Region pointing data
━━━━━━━━━━━━━━━━━━━━

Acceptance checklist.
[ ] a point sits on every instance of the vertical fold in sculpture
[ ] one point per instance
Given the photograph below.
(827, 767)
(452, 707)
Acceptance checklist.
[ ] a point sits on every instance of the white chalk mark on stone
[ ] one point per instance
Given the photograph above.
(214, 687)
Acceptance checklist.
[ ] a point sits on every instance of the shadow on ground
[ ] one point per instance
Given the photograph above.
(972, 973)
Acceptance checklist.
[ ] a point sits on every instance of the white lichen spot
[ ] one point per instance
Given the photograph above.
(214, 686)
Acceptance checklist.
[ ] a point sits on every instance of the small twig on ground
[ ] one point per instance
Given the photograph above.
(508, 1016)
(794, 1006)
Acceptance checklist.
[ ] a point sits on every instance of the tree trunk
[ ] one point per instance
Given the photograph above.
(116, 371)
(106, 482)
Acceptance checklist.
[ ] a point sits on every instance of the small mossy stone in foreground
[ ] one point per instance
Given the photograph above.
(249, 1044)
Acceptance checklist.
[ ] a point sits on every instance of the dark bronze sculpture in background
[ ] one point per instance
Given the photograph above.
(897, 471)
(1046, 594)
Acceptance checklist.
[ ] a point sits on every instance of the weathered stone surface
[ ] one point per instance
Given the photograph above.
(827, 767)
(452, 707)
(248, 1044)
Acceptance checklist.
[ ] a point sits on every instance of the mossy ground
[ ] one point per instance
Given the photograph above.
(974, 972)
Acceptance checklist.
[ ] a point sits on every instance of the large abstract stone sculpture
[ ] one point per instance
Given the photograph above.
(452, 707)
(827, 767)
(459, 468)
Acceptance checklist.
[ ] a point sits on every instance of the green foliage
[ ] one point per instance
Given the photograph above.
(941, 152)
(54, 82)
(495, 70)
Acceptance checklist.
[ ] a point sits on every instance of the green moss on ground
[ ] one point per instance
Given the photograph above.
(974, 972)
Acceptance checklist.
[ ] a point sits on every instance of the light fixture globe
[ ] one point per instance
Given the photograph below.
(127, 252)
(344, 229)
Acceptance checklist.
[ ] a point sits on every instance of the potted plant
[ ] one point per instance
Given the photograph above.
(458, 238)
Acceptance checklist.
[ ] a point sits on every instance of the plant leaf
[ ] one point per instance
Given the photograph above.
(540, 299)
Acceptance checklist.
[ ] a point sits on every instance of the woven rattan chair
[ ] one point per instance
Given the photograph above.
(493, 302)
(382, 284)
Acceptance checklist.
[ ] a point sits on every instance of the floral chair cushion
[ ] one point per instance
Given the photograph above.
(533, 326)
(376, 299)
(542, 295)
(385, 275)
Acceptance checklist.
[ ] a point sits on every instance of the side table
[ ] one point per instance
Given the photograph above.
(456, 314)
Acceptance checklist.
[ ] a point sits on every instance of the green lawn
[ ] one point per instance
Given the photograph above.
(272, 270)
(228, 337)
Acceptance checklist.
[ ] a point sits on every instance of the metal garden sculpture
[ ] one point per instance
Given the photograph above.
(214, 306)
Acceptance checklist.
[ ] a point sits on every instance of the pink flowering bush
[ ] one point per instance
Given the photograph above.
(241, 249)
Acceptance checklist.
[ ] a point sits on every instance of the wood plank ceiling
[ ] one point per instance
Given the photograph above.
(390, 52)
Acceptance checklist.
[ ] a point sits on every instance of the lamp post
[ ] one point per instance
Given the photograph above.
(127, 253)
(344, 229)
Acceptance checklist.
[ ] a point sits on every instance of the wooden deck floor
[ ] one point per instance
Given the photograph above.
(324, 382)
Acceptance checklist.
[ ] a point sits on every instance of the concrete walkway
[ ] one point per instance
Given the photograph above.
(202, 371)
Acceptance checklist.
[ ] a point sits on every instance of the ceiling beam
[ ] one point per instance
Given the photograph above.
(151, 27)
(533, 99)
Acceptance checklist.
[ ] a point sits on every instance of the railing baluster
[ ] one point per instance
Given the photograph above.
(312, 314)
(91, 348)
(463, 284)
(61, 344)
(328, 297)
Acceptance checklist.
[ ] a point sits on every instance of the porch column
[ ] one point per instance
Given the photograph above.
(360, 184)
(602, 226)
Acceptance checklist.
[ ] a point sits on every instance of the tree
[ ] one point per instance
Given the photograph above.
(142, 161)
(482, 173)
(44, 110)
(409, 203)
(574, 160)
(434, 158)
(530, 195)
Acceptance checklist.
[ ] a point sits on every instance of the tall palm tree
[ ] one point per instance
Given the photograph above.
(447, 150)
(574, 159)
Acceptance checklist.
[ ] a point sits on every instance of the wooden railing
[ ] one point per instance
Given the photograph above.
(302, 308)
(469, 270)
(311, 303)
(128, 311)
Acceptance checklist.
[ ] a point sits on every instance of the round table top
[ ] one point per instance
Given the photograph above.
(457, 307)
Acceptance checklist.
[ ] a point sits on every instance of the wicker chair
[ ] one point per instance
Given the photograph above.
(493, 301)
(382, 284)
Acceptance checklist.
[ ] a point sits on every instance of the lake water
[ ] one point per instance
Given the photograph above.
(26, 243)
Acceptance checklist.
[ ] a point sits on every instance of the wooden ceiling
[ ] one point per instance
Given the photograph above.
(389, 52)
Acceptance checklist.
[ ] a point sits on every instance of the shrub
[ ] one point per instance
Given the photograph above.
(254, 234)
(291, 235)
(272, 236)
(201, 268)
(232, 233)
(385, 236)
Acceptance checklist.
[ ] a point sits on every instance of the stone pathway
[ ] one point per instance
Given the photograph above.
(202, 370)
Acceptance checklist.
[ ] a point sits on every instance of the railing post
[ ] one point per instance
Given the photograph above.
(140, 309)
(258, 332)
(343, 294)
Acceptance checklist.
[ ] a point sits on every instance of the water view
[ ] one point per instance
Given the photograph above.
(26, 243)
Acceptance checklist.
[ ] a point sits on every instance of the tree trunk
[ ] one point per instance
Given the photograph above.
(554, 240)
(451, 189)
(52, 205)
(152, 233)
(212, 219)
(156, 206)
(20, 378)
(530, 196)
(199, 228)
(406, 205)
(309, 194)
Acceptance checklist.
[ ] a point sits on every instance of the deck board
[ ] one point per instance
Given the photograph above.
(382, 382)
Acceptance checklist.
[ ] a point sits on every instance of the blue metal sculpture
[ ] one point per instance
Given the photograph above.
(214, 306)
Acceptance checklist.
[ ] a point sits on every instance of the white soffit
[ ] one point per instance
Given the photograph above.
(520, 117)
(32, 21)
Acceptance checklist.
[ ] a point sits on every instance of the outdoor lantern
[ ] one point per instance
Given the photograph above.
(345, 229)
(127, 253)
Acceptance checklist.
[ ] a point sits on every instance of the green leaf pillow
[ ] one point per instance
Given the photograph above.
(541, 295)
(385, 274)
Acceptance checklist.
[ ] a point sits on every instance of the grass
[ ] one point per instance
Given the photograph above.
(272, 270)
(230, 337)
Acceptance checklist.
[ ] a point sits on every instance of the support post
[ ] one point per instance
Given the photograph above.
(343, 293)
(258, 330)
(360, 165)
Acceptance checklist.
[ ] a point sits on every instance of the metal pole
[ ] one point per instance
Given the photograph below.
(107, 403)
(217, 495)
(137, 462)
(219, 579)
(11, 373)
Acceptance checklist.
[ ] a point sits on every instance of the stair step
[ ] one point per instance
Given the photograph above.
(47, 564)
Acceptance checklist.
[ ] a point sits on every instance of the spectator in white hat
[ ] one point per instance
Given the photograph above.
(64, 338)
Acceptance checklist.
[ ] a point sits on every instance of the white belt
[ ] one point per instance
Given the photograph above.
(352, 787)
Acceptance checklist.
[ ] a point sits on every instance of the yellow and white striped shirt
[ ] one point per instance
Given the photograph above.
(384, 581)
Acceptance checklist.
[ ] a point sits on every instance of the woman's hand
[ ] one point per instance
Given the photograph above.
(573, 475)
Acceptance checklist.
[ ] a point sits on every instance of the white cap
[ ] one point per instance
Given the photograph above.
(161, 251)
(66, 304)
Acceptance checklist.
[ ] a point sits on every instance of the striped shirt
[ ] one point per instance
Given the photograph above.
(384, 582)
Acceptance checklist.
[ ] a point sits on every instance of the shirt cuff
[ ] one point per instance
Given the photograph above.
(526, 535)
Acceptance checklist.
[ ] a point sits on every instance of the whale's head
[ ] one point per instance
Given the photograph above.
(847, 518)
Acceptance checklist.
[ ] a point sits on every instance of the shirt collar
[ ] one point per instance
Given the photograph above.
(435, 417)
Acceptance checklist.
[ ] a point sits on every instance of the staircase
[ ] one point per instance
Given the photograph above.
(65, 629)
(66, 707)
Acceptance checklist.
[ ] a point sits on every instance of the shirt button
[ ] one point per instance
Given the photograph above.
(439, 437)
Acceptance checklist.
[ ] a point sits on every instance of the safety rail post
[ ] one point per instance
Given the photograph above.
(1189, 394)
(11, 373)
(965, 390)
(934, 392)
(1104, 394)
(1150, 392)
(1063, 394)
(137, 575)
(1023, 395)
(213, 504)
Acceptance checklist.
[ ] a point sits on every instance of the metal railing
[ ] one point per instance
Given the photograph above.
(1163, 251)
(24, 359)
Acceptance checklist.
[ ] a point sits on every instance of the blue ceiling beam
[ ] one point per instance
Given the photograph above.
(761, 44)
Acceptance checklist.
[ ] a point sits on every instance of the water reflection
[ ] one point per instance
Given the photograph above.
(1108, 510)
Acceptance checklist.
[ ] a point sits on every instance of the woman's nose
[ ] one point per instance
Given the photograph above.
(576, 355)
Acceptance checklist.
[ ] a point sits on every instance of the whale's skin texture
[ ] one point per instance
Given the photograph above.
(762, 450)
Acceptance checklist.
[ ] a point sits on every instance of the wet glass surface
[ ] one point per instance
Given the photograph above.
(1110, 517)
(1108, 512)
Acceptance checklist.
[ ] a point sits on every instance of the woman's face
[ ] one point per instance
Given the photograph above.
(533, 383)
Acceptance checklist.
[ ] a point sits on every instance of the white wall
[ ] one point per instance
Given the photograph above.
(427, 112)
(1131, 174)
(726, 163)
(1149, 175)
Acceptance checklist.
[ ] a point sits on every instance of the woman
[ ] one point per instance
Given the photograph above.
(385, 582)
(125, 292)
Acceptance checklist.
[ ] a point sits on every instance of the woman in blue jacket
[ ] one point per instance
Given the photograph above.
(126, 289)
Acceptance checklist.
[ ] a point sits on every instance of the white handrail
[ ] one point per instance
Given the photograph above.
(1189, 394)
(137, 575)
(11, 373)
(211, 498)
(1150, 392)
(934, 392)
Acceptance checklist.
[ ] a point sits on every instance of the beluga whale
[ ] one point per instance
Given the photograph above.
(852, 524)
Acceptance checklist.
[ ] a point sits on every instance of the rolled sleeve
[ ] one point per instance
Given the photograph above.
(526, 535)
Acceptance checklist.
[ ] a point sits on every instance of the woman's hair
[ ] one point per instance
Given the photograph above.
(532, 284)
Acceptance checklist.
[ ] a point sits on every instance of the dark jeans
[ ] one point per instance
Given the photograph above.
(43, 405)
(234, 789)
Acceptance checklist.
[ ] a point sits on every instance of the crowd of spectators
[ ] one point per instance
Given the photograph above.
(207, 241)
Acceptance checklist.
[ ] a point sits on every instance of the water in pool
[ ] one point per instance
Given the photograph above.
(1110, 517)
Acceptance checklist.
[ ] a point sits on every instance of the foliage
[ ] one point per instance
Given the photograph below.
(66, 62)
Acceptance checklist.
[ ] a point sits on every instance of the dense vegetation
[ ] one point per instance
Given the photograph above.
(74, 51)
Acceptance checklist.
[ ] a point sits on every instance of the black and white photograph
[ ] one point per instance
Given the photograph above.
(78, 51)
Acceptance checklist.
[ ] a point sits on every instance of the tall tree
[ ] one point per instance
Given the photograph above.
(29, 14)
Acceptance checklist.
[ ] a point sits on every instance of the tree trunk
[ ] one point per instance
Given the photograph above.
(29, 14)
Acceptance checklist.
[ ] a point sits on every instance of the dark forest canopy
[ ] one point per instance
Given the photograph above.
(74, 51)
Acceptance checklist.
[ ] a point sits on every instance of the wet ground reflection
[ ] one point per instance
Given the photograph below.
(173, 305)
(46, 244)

━━━━━━━━━━━━━━━━━━━━

What is being asked: The answer must consist of every line from the entries that holds the string "stone".

Response to this task:
[ ] a point sits on every instance of the white chalk mark on stone
[ ] a point sits on every instance of the small mossy stone in foreground
[ ] a point sits on every instance of the weathered stone surface
[ ] a point sits on every instance of the large abstract stone sculpture
[ ] a point sits on every instance of the stone pathway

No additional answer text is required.